| Richiesta scritta |
Copia per intero, senza cambiare nulla, l'articolo qui sotto sui quattro nordafricani espulsi per terrorismo.

| Testo fornito |

##########

Il Messaggero, 2 luglio 2025
Espulsi per terrorismo, erano innocenti E ora chiedono 2 milioni di risarcimento
Non sono terroristi islamici, ma semplici immigrati che avevano scelto l’Umbria per vivere con le loro famiglie. Il gip del tribunale di Perugia, Valerio D’Andria, ha ritenuto insussistente l’accusa di terrorismo nei confronti di quattro nordafricani che erano stati espulsi e ora chiedono due milioni di euro di risarcimento allo Stato. A causa di un’accusa rivelatasi, alla fine, infondata, sono stati costretti ad abbandonare le loro famiglie, mogli e figli minorenni, che sono rimasti senza alcun sostentamento. Tutti e quattro erano titolari di una carta di soggiorno, lavoravano a Cannara, a due passi da Assisi, grazie a un contratto di lavoro a tempo indeterminato ed erano genitori di figli minorenni tutti nati in Italia quando, a causa di quelle ipotesi di reato, venne loro revocato il permesso di soggiorno e furono sottoposti a un rimpatrio coatto. Protagonisti della vicenda tre marocchini (due di 39 anni e uno di 57) e un tunisino quarantasettenne. Ora i loro avvocati, Hilarry Sedu e Eduardo Cante, hanno inviato al ministero dell’Interno (e non solo) la richiesta di risarcimento. «Lo Stato deve riconoscere e ammettere quando sbaglia – sottolinea l’avvocato Hilarry Sedu – e deve ripristinare le sofferenze dei minori ai quali ha strappato dei genitori già integrati nel contesto sociale italiano, deve far sì che questi minori non crescano con il risentimento nei confronti della bandiera italiana perché non vogliamo che si ripetano le tragedie delle banlieue francesi».

##########

| Dati forniti |
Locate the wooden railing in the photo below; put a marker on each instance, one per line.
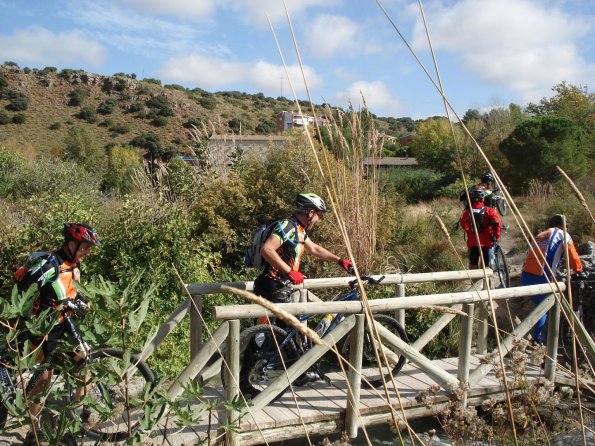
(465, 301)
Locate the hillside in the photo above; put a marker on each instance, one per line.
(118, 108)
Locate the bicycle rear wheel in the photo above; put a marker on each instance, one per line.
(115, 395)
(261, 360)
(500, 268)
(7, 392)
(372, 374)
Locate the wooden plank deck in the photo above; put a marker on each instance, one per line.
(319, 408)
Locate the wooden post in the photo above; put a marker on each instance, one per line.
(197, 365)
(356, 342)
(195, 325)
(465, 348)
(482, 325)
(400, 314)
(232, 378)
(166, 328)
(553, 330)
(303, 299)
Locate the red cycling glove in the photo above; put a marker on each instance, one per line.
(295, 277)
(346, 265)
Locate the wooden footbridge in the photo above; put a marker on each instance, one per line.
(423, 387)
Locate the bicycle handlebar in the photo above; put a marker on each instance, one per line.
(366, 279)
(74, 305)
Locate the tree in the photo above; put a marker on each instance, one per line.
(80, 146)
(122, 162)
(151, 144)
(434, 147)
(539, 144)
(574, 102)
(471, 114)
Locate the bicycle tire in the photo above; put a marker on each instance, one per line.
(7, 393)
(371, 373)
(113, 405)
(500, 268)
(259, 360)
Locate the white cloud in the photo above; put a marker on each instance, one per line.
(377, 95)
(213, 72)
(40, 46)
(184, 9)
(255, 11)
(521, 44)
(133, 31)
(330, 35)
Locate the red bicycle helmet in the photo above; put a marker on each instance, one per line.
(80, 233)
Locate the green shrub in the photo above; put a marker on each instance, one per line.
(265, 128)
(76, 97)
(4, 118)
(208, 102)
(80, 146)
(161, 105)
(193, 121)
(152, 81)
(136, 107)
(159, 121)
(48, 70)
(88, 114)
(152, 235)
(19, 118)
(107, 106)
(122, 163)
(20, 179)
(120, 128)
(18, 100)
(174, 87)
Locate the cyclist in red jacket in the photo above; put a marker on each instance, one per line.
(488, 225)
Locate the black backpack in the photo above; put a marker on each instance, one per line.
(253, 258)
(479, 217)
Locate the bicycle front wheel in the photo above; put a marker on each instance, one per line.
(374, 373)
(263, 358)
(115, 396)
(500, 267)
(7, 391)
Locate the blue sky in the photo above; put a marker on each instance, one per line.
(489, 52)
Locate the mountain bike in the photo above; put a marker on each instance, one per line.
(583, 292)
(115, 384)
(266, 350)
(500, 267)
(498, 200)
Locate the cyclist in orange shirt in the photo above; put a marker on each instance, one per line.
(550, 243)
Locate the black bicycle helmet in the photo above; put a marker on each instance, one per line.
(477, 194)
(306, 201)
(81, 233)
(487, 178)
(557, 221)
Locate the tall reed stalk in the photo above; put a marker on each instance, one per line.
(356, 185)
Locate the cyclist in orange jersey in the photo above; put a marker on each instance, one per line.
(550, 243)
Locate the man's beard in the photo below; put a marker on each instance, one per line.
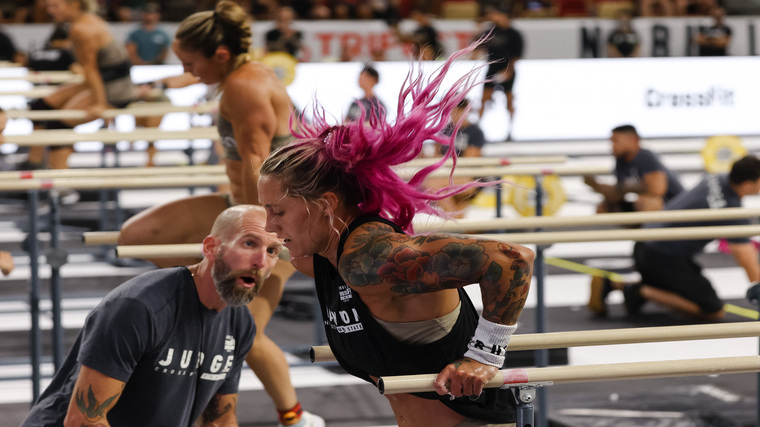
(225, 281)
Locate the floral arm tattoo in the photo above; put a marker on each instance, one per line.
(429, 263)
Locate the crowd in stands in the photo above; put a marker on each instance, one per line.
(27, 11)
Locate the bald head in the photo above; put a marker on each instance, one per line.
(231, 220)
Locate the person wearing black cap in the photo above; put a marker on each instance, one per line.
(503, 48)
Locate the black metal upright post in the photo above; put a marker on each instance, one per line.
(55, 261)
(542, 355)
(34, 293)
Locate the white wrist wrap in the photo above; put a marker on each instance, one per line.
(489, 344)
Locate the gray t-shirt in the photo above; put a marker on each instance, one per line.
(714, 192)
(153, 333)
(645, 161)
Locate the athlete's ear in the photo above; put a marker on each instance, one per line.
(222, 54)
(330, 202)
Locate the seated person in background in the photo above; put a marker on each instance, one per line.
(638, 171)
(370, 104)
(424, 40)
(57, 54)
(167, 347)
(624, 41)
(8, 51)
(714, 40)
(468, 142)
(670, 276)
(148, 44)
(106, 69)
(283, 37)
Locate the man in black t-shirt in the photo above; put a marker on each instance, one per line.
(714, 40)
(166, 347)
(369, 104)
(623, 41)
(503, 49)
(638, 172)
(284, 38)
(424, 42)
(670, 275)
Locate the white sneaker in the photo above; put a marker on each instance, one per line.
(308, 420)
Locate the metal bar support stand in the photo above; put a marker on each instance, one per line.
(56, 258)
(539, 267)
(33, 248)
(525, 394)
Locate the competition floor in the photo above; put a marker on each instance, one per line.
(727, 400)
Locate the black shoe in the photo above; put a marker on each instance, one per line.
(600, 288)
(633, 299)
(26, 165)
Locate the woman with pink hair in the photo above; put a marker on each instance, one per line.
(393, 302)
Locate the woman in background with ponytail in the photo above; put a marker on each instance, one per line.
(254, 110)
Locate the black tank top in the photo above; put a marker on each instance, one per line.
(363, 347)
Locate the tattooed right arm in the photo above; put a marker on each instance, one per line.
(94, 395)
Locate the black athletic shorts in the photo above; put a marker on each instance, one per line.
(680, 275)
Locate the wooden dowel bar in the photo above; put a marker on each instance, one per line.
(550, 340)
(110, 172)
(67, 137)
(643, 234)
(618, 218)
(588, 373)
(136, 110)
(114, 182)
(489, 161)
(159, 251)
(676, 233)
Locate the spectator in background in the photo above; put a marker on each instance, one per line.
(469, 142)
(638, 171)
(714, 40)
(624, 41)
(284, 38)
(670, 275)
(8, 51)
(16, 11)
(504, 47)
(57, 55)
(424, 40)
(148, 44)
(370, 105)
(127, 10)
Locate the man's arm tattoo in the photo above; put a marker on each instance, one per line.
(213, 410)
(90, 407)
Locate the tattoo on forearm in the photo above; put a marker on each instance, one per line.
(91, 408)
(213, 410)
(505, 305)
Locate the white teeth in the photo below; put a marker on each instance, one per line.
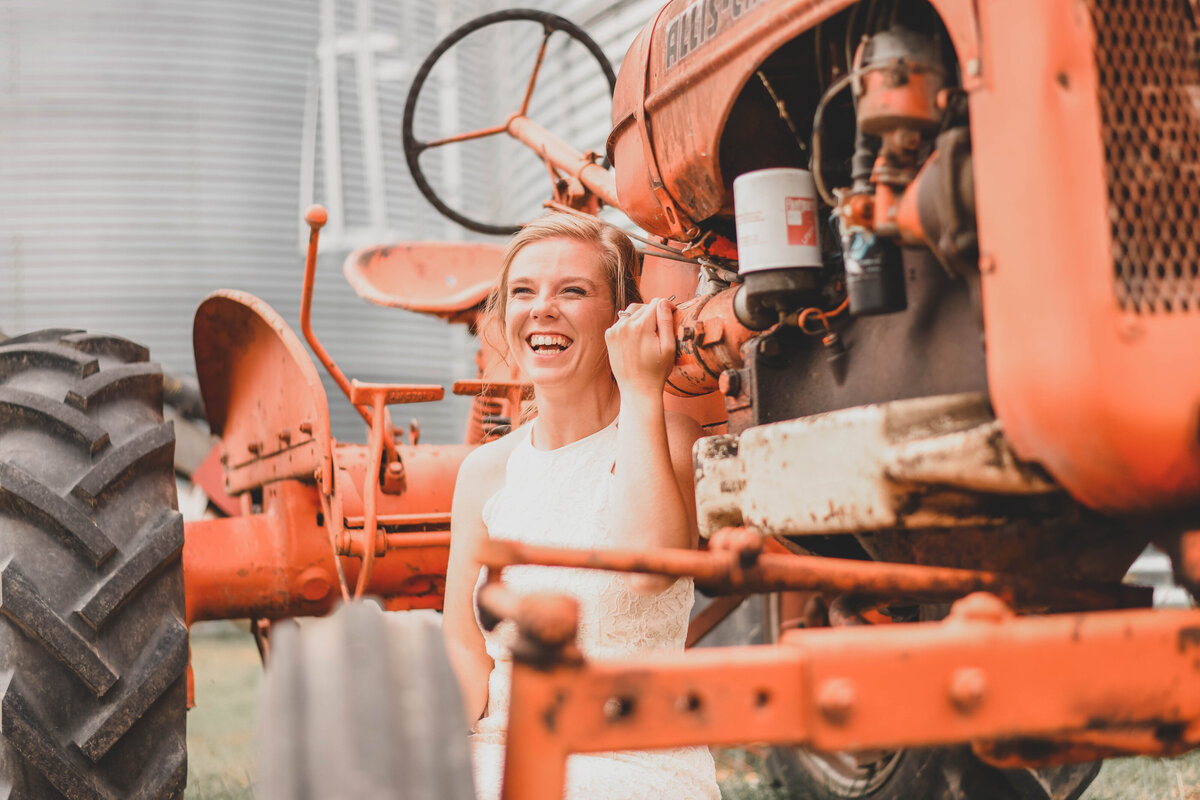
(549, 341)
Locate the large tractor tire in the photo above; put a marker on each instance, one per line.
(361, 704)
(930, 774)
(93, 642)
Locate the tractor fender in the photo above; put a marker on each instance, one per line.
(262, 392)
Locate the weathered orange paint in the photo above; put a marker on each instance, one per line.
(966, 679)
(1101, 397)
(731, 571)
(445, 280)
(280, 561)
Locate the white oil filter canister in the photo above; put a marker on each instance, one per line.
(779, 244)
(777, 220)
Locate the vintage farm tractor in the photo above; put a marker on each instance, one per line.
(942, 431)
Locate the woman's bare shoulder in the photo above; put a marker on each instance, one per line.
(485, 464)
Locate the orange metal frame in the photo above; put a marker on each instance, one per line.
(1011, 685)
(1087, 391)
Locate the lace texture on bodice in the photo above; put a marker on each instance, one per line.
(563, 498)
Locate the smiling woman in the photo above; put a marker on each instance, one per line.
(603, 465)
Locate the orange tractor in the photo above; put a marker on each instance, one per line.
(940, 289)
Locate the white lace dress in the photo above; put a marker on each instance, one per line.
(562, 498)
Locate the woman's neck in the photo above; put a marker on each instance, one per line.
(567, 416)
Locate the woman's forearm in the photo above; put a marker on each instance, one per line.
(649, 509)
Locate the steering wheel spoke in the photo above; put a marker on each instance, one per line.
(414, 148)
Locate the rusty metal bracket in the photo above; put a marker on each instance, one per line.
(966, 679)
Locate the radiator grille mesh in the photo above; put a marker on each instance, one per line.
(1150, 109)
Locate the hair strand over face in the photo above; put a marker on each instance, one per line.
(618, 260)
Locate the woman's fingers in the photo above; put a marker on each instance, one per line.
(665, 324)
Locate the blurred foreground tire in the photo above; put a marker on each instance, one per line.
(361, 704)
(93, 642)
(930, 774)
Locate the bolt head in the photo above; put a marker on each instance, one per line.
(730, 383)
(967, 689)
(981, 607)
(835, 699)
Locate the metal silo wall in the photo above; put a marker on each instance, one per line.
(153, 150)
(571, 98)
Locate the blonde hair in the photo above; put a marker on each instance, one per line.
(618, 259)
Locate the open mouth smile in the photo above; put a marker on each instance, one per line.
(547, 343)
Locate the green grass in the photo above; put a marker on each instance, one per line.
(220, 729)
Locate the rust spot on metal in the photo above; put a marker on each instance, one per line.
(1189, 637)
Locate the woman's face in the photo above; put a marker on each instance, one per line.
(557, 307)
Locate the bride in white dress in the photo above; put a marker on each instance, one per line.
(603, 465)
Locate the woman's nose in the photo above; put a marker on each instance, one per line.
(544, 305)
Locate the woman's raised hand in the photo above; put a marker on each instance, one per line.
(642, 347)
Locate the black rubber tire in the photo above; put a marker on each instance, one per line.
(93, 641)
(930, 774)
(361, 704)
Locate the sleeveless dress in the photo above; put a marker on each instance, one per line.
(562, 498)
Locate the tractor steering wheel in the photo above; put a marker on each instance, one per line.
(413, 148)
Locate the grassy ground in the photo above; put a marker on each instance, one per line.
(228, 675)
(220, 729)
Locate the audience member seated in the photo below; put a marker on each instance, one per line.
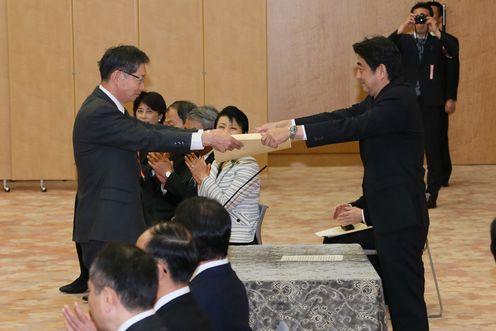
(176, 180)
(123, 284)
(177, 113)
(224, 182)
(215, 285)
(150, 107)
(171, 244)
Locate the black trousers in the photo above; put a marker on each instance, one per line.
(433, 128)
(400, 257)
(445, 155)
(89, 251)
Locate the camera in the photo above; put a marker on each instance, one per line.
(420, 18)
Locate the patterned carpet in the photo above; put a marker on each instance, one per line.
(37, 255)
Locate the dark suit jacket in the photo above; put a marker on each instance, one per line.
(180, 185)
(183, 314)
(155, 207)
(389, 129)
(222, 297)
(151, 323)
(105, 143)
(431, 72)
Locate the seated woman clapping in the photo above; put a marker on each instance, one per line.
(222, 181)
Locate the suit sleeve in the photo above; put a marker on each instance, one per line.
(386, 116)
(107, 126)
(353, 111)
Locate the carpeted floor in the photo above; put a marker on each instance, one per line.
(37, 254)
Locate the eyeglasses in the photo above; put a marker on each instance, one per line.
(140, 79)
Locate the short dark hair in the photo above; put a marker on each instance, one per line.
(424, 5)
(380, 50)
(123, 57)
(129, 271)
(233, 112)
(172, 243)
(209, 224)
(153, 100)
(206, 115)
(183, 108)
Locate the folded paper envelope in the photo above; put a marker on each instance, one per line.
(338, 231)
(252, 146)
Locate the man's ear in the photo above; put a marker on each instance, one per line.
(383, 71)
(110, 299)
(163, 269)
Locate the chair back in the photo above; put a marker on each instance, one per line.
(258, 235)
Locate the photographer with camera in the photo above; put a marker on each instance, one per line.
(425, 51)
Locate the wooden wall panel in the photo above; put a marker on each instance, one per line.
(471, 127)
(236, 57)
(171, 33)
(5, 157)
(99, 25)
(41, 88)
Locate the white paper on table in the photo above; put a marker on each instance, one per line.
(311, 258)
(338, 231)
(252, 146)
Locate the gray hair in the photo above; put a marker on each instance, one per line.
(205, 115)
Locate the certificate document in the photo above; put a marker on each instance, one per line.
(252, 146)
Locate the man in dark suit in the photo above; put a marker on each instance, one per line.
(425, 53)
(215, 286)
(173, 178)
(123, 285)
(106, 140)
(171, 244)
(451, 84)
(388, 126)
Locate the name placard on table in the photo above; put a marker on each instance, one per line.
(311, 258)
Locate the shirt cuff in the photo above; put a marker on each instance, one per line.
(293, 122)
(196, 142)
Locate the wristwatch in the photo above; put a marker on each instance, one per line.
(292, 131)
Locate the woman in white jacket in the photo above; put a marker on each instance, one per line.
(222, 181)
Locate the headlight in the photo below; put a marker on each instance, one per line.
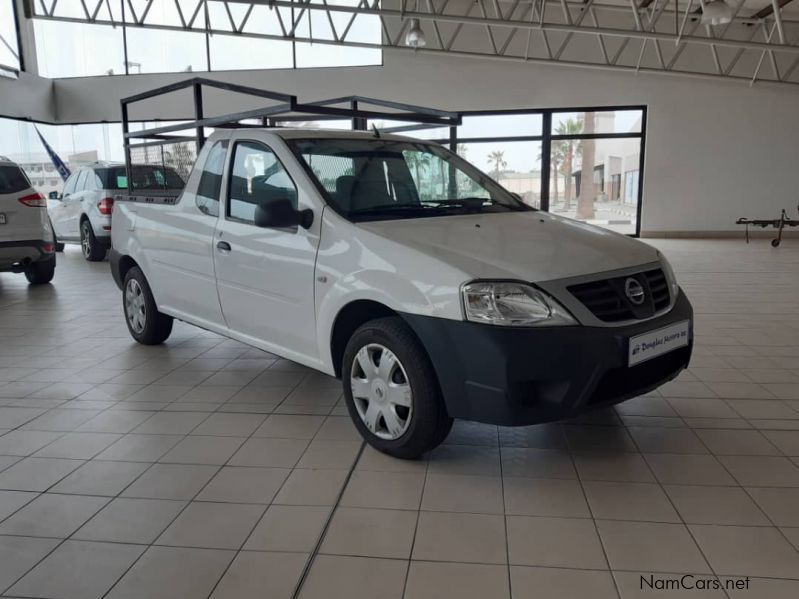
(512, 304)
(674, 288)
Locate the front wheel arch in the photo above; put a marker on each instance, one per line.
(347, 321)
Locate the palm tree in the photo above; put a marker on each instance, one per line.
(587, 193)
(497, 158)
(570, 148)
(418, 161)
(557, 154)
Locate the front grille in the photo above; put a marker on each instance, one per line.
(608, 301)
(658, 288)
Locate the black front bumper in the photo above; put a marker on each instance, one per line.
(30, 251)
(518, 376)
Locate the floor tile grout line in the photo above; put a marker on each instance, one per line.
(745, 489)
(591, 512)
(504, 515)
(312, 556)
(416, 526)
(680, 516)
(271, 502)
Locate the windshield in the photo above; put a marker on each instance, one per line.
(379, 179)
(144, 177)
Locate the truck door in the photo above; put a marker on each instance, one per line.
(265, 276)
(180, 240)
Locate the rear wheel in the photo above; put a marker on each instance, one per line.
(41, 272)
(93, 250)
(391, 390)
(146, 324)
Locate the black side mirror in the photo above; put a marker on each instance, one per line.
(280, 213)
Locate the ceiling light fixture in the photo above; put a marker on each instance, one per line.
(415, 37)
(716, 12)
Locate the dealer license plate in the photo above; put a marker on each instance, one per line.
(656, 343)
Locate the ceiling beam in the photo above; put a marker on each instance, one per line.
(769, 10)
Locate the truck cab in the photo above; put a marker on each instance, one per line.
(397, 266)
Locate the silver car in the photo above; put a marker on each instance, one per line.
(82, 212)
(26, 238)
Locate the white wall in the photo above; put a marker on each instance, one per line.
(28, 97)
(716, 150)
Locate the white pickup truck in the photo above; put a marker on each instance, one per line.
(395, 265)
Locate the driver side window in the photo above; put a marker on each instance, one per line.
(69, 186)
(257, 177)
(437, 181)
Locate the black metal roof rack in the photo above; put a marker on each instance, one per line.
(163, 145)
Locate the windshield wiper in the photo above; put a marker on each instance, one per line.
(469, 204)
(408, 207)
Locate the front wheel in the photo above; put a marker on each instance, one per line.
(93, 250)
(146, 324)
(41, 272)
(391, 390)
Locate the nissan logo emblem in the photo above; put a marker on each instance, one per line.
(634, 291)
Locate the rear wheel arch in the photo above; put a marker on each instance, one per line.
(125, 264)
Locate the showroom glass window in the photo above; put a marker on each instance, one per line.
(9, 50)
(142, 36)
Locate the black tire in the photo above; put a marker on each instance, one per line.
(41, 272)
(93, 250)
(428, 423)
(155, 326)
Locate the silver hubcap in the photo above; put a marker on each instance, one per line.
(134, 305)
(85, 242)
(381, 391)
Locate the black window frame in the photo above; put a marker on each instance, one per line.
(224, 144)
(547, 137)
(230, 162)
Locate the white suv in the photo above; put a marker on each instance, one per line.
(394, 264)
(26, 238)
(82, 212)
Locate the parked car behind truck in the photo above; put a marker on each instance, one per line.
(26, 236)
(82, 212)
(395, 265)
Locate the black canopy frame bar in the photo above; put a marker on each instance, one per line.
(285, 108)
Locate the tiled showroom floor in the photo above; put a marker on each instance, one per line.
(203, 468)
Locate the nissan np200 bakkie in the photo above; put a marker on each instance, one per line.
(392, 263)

##########

| Risultato dell'esercizio |
Il Messaggero, 2 luglio 2025
Espulsi per terrorismo, erano innocenti E ora chiedono 2 milioni di risarcimento
Non sono terroristi islamici, ma semplici immigrati che avevano scelto l’Umbria per vivere con le loro famiglie. Il gip del tribunale di Perugia, Valerio D’Andria, ha ritenuto insussistente l’accusa di terrorismo nei confronti di quattro nordafricani che erano stati espulsi e ora chiedono due milioni di euro di risarcimento allo Stato. A causa di un’accusa rivelatasi, alla fine, infondata, sono stati costretti ad abbandonare le loro famiglie, mogli e figli minorenni, che sono rimasti senza alcun sostentamento. Tutti e quattro erano titolari di una carta di soggiorno, lavoravano a Cannara, a due passi da Assisi, grazie a un contratto di lavoro a tempo indeterminato ed erano genitori di figli minorenni tutti nati in Italia quando, a causa di quelle ipotesi di reato, venne loro revocato il permesso di soggiorno e furono sottoposti a un rimpatrio coatto. Protagonisti della vicenda tre marocchini (due di 39 anni e uno di 57) e un tunisino quarantasettenne. Ora i loro avvocati, Hilarry Sedu e Eduardo Cante, hanno inviato al ministero dell’Interno (e non solo) la richiesta di risarcimento. «Lo Stato deve riconoscere e ammettere quando sbaglia – sottolinea l’avvocato Hilarry Sedu – e deve ripristinare le sofferenze dei minori ai quali ha strappato dei genitori già integrati nel contesto sociale italiano, deve far sì che questi minori non crescano con il risentimento nei confronti della bandiera italiana perché non vogliamo che si ripetano le tragedie delle banlieue francesi».